▶ Region pointing data
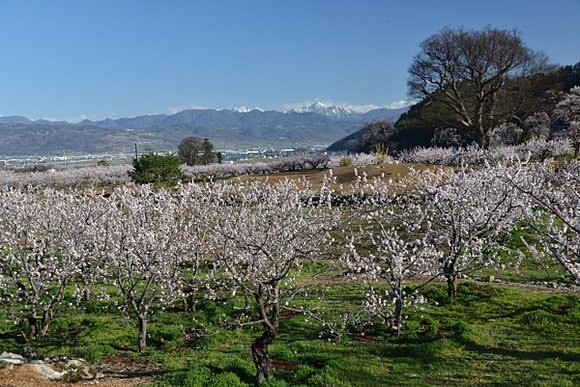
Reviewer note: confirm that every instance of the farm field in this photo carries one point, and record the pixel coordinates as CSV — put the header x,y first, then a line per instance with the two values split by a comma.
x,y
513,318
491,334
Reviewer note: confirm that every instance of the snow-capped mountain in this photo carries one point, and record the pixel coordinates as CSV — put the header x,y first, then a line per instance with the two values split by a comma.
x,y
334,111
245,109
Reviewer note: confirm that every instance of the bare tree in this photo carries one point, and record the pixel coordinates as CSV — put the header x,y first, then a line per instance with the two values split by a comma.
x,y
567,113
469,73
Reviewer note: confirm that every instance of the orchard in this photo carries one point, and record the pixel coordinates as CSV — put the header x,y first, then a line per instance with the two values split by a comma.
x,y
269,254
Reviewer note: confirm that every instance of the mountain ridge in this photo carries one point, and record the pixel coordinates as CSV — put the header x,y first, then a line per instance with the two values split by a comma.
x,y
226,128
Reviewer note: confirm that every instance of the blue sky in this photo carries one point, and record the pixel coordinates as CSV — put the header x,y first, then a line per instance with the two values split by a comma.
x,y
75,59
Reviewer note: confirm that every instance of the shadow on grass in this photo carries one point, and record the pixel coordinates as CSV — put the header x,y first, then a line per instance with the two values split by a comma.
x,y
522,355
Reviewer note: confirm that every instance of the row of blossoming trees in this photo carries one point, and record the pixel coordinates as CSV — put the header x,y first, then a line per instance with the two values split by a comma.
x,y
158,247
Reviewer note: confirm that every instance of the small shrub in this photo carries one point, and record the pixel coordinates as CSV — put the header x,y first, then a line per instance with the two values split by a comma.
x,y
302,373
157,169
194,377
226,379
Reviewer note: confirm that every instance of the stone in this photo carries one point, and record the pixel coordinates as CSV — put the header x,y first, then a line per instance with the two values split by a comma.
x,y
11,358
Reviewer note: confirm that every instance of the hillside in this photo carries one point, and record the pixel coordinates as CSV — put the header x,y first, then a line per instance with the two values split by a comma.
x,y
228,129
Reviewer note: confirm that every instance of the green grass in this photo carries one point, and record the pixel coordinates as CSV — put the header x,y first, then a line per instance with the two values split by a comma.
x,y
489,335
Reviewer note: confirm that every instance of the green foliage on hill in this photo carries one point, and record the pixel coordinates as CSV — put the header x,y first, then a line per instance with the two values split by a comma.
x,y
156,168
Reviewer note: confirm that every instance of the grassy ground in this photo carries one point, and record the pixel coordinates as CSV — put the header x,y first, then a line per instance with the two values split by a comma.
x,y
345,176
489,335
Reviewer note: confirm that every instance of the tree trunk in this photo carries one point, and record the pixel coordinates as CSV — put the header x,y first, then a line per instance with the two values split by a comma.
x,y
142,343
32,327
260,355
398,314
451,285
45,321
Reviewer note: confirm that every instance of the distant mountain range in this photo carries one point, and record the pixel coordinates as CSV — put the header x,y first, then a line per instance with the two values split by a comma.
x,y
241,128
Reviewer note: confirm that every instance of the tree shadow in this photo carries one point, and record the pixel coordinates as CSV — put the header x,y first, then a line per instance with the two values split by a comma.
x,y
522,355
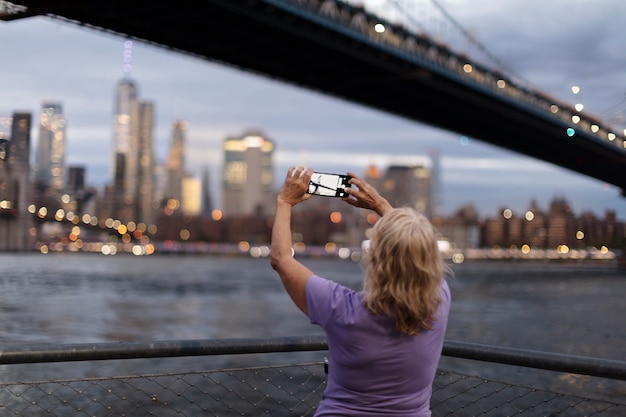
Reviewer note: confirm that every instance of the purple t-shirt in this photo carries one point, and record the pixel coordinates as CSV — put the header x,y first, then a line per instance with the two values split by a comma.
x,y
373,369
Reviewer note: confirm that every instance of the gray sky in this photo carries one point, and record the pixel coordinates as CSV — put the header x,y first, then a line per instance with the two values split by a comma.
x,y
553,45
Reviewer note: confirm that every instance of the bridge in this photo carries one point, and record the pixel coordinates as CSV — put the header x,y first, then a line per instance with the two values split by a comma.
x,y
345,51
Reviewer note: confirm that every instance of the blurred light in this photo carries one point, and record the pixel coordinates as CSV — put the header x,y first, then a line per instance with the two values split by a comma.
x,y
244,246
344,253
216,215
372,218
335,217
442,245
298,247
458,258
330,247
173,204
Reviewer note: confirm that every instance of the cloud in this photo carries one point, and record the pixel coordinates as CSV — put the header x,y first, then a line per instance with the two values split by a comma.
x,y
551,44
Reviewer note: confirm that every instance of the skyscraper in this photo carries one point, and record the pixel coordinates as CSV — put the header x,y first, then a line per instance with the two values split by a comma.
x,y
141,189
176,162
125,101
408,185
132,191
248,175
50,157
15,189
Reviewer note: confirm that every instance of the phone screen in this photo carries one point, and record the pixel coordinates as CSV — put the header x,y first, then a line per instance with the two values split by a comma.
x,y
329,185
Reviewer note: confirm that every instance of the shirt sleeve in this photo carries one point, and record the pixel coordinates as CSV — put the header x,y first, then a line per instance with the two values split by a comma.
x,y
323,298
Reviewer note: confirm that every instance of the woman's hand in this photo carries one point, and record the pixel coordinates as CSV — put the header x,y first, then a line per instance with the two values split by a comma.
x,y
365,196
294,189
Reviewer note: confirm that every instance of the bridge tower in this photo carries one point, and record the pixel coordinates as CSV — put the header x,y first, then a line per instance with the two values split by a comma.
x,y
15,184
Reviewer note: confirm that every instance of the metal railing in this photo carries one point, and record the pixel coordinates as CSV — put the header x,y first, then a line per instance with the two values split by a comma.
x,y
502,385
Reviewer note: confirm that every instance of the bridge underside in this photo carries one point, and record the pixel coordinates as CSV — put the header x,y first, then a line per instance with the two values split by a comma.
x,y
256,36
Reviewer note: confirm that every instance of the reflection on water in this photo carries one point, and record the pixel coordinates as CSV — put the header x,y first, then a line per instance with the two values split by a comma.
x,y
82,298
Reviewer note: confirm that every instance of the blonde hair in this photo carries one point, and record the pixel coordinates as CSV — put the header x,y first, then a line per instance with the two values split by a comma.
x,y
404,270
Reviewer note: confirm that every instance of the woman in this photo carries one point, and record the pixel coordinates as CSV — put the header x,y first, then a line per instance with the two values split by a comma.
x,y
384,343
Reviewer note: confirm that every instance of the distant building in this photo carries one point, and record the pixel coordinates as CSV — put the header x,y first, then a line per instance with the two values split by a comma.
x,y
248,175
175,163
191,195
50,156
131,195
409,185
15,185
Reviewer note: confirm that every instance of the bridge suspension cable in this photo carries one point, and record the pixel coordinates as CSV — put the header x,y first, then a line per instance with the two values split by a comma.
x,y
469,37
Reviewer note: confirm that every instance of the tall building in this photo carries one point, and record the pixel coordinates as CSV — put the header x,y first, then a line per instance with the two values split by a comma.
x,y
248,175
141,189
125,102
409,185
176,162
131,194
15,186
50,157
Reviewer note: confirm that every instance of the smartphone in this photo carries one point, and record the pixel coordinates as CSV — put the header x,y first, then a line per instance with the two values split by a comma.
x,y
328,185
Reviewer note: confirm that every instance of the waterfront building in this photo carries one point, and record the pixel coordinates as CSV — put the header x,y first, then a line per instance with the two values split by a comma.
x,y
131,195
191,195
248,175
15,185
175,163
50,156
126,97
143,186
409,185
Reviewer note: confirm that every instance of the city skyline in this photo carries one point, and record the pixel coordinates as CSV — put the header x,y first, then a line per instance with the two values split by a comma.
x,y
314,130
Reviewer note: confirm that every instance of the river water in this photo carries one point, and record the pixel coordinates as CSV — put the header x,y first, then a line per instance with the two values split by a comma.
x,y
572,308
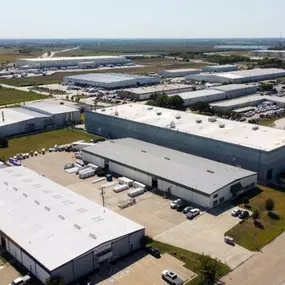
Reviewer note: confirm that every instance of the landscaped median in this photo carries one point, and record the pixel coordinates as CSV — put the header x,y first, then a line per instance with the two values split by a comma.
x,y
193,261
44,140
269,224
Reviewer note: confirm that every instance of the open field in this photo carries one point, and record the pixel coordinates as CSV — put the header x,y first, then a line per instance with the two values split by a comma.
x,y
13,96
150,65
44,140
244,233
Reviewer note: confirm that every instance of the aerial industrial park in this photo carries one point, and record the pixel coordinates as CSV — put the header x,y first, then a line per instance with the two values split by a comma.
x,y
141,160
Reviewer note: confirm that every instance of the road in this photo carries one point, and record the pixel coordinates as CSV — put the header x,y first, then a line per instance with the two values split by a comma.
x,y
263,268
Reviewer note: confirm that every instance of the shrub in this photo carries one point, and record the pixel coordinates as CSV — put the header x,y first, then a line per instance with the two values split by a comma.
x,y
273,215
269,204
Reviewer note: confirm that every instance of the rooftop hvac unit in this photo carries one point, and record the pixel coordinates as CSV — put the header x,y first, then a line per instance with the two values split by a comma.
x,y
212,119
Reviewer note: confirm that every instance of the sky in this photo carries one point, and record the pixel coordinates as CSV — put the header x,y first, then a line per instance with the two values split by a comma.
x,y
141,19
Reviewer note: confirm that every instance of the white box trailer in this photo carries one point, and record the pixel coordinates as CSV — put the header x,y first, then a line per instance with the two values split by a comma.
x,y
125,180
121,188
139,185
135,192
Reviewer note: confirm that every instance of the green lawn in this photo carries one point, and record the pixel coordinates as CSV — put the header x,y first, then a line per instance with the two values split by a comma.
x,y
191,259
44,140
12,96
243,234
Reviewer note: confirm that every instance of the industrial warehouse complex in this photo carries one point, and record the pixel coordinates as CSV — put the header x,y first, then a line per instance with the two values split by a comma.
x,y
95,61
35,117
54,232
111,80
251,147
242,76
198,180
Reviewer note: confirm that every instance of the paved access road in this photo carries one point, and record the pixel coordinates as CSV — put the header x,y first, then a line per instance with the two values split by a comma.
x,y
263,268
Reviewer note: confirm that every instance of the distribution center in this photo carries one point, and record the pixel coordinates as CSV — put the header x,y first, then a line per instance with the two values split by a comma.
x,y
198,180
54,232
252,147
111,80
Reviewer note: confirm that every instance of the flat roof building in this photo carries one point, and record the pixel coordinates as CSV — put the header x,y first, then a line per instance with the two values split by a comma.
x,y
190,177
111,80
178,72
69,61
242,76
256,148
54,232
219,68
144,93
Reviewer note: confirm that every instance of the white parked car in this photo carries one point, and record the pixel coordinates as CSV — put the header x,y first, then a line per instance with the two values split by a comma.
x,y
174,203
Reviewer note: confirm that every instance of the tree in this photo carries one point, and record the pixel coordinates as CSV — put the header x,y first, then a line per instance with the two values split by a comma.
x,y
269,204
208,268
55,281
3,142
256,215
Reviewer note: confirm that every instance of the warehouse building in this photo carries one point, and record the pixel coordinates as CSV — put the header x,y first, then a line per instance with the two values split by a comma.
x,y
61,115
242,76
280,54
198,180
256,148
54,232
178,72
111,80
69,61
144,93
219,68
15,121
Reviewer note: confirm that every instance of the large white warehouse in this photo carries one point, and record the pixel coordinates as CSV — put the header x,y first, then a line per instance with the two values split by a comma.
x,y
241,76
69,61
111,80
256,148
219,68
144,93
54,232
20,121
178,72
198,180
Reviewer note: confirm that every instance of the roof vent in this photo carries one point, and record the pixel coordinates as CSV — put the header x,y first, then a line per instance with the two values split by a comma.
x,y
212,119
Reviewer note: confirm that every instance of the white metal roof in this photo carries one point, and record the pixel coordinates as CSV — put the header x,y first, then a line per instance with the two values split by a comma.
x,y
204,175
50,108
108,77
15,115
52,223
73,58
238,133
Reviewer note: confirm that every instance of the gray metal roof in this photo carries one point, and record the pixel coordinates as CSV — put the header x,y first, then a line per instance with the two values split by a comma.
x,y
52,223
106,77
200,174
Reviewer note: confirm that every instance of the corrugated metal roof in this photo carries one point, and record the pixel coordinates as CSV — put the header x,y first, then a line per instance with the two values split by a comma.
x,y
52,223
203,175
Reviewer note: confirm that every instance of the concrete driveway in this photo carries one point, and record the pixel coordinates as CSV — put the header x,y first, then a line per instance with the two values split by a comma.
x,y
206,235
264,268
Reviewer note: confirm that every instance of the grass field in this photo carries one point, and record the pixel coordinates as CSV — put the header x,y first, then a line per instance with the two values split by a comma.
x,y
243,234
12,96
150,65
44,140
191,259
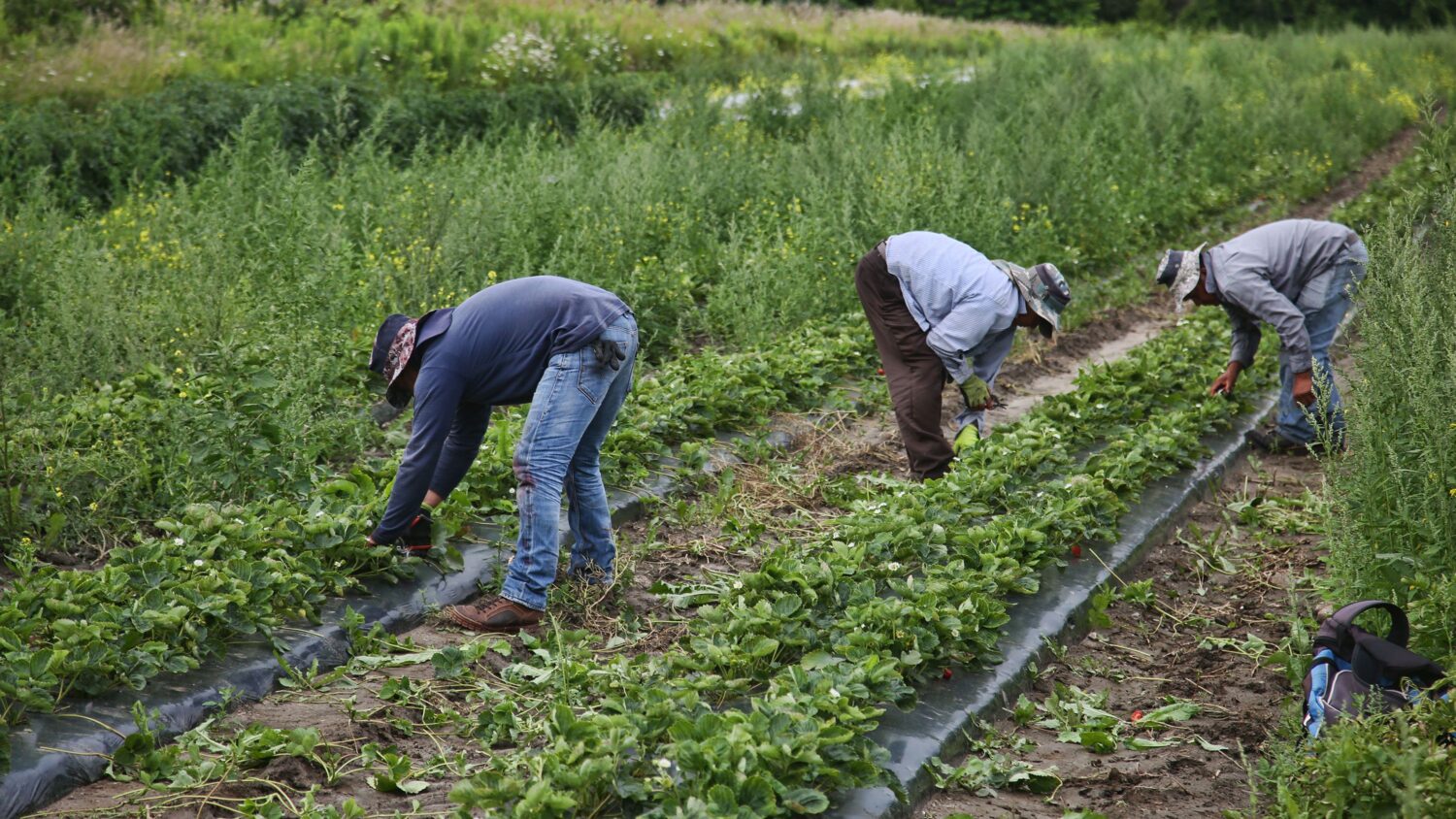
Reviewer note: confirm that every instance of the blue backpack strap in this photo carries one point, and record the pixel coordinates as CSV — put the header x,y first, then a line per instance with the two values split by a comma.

▶ Your objective
Your answer must be an exact copy of the lines from the one with "Reviewer note: confirm that every instance of the gray metal" through the final line of the data, both included, without any pictures.

▶ Answer box
Reviewer note: confirm that every instance of the gray metal roof in this photo carries one point, and record the pixel coordinates as CSV — put the header x,y first, then a line per instance with the two values split by a comma.
x,y
52,223
106,77
200,174
Reviewer note: confirm that every instance of the corrugated metal roof in this photo carries one point, and record the pixel coordinates as CSV — put the header x,y first, then a line per instance with the two values split by a comma.
x,y
52,223
203,175
Reviewer note: confirm that every instance of the concrete driveway in this photo carries one point, and record the pixel coordinates as CSV — put the header x,y first, then a line per instance with the two values split by a comma.
x,y
206,235
264,268
Reviewer note: confirm that every instance of the grass field in this photo carries one point, and record the pixel coordinates as CSV — put the header x,y first, then a line per instance with the two values split by a comma.
x,y
243,234
12,96
150,65
44,140
191,259
Reviewer note: confirm that every instance of the blue backpack strap in this photo carries one point, and record the pixel coordinates as CSV — put the header x,y first, then a line per instance with the two values split by a comma.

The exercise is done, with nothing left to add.